● Task brief
In your copy of the data below, reproduce every entry exactly and omit the pictures.

BEGIN Supplied entries

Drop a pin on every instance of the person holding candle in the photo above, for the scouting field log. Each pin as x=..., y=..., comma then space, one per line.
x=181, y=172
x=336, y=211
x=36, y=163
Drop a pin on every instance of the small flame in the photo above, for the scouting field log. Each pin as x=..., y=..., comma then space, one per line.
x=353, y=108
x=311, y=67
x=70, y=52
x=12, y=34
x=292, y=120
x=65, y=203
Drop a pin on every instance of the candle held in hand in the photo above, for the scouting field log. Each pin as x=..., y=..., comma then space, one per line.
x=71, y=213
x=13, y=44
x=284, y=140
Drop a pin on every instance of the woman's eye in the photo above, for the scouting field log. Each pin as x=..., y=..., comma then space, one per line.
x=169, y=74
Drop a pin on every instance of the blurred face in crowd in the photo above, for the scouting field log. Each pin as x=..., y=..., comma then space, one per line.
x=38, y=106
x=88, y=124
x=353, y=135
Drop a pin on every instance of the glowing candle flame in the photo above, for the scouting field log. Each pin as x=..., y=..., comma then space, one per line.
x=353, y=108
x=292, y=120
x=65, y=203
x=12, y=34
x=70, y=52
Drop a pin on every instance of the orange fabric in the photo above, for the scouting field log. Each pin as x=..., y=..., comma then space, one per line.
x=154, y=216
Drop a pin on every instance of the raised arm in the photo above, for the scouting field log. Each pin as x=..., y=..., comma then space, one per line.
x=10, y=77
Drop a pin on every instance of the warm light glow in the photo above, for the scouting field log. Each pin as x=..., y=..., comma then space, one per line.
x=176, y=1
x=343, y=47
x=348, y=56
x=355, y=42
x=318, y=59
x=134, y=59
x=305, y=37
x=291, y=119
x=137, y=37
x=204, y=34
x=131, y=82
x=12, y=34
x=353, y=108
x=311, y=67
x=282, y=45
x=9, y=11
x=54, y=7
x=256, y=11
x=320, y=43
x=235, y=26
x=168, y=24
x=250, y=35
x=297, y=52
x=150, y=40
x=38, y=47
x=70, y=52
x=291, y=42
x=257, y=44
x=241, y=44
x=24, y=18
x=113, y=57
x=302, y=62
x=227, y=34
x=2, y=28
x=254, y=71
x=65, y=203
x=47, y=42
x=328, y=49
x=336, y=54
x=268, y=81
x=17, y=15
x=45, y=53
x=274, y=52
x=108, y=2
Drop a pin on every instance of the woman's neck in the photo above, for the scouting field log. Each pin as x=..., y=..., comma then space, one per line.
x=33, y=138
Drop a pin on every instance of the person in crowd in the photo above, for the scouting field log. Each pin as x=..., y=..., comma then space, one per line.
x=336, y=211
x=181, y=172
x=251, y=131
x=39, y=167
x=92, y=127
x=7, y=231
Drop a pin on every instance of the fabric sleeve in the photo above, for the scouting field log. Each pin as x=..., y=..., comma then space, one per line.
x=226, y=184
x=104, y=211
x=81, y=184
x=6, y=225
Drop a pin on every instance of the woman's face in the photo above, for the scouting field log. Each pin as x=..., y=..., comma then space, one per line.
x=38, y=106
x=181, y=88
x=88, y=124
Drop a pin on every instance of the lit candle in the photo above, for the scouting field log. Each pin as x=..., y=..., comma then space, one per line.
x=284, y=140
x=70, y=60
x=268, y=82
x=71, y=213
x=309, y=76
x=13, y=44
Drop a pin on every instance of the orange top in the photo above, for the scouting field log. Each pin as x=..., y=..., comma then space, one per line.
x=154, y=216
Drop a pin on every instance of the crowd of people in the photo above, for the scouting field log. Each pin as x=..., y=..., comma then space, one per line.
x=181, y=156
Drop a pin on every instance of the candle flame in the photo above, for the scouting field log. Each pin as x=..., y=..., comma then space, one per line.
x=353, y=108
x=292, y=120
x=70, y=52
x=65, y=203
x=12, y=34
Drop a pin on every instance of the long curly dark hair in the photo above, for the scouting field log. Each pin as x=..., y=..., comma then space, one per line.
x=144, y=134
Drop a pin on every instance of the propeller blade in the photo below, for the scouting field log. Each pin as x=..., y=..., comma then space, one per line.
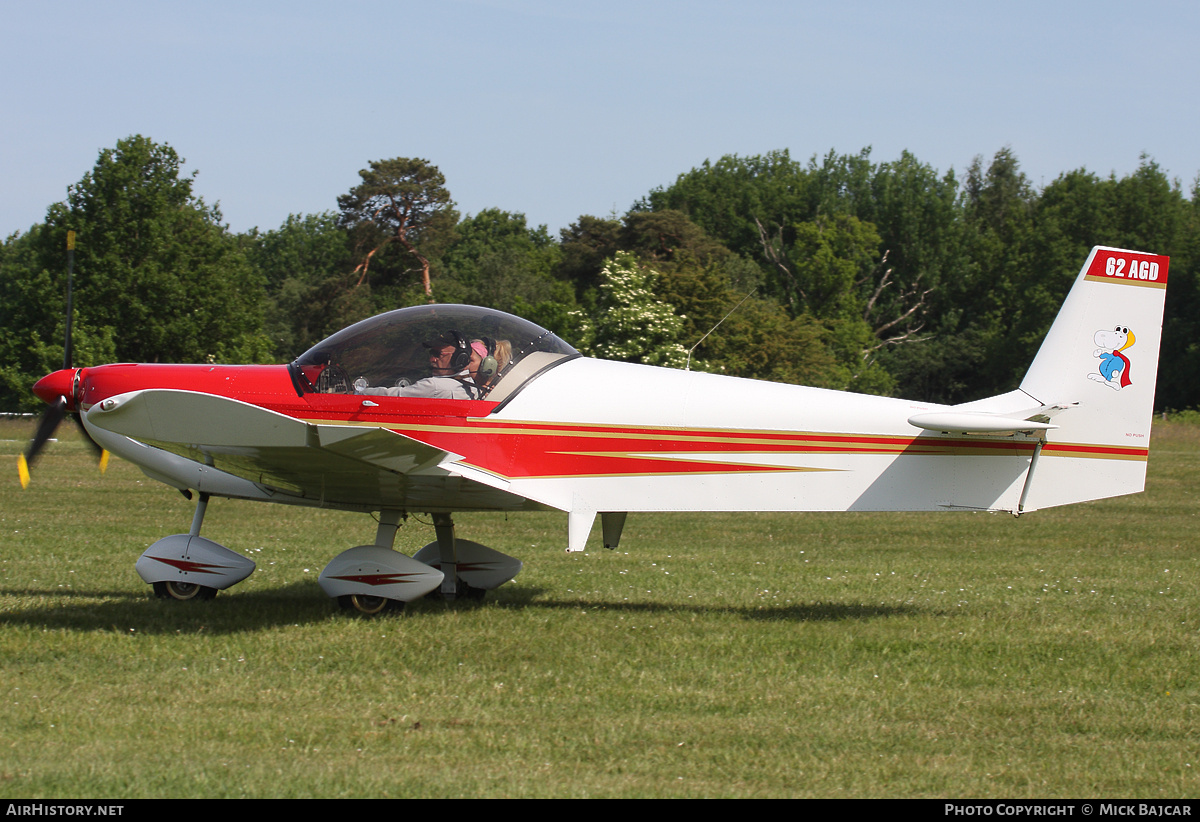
x=67, y=347
x=51, y=420
x=101, y=454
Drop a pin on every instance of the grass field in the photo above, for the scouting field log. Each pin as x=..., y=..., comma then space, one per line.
x=942, y=655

END Supplied entries

● Output
Drop a pin on every instance of the person holding candle in the photo above, for the scouting field log. Each pin as x=..., y=..., comma then space, one per line.
x=181, y=172
x=336, y=211
x=36, y=163
Drop a pin on every instance of the small flame in the photo above, for the scouting field log. Each pin as x=..., y=..., comma then space, one per line.
x=353, y=108
x=311, y=67
x=70, y=52
x=12, y=34
x=292, y=120
x=65, y=203
Drop a pin on every instance of the candle held in hand in the photo above, for the scouting field log. Each pin as x=..., y=..., comma then space, one per line.
x=71, y=213
x=13, y=44
x=284, y=140
Drop a pin on every instance of the woman's eye in the photo above, for the scouting field log. Each pin as x=..., y=..., comma then space, one per line.
x=169, y=74
Drop a pin on every instance of the blurred face in crowd in the photo above, for the scouting field log. Each pin as x=..., y=..., comma then space, one per line.
x=38, y=106
x=88, y=124
x=353, y=135
Drop a pin on every instance of the glowing candle flame in the photo above, for the scouting field log. Each pin as x=..., y=..., comma then space, one per line.
x=353, y=108
x=292, y=120
x=65, y=203
x=12, y=34
x=70, y=52
Drop a pin on every instance of the orange fabric in the photo above, for the scouting field log. Each pin as x=..., y=..., comma then space, one per line.
x=154, y=216
Drop a pin on every instance of the raised arm in the photo above, for the scouting field log. Each pin as x=..., y=..., comma then space, one per line.
x=10, y=77
Drop a pin on every instance of the warm light glow in the photo above, for the scouting field log. Each pin as x=..., y=..., comma then space, one per line.
x=176, y=1
x=343, y=47
x=348, y=56
x=355, y=42
x=318, y=59
x=134, y=59
x=305, y=37
x=291, y=119
x=137, y=37
x=204, y=34
x=131, y=82
x=12, y=34
x=353, y=108
x=311, y=67
x=282, y=45
x=9, y=11
x=54, y=7
x=256, y=11
x=320, y=43
x=235, y=26
x=168, y=24
x=250, y=35
x=297, y=52
x=150, y=40
x=38, y=47
x=70, y=52
x=291, y=42
x=257, y=44
x=241, y=44
x=24, y=18
x=113, y=57
x=302, y=62
x=227, y=34
x=2, y=28
x=254, y=71
x=65, y=203
x=47, y=42
x=328, y=49
x=336, y=54
x=268, y=81
x=17, y=15
x=45, y=53
x=274, y=52
x=108, y=2
Drop a pin on every instance of the woman's neck in the photo above, for the scouting field log. Each pin as x=..., y=..., comma then space, one per line.
x=33, y=138
Drop a pin on every instance of the person in crowd in the photo above, for the scouting field log. Each pin as x=..., y=..., comma then space, one per line.
x=336, y=211
x=181, y=172
x=251, y=131
x=39, y=167
x=92, y=127
x=7, y=231
Drop a pin on every instance of the fabric sleeve in the photo above, for the scouting field log. Each pin as x=..., y=..., comma then space, one per line.
x=226, y=184
x=104, y=211
x=81, y=184
x=6, y=225
Drop a pin on every instance of the woman's face in the photo above, for the scouting field log. Each pin as x=..., y=..., comma then space, one per line.
x=38, y=106
x=181, y=88
x=88, y=124
Drop a pin on every instance of the lit candle in the photo above, for the scouting field log. Each pin as x=..., y=..., comma then space, one per line.
x=284, y=140
x=70, y=60
x=268, y=82
x=71, y=213
x=309, y=76
x=13, y=44
Drop a pin on every instance of the orange top in the photo above, for the scouting field log. Each pin as x=..., y=..., comma then space, one per line.
x=154, y=216
Drop a pin on every instance of the crowd of people in the photo above, for the scouting field log. Each pin as x=..., y=..., comma then space, one per line.
x=181, y=156
Drop a pin on every instance of the candle flame in the photo above, for the scouting field log. Each pin as x=..., y=..., comma then space, one per line.
x=353, y=108
x=292, y=120
x=70, y=52
x=65, y=203
x=12, y=34
Drop a pin on every instance of the long curly dark hair in the photo above, for the scouting field log. Each pin as x=..., y=..., comma then space, one per line.
x=144, y=134
Drop a pin on every instance of the propeller blade in the photo below, for the scouting field log. Each pin as x=..., y=..., comma then space, one per line.
x=67, y=347
x=51, y=420
x=101, y=454
Drop a pin on every instance of the grass field in the photo above, for the scouting field log. Each pin as x=..., y=..., comma then space, one per line.
x=942, y=655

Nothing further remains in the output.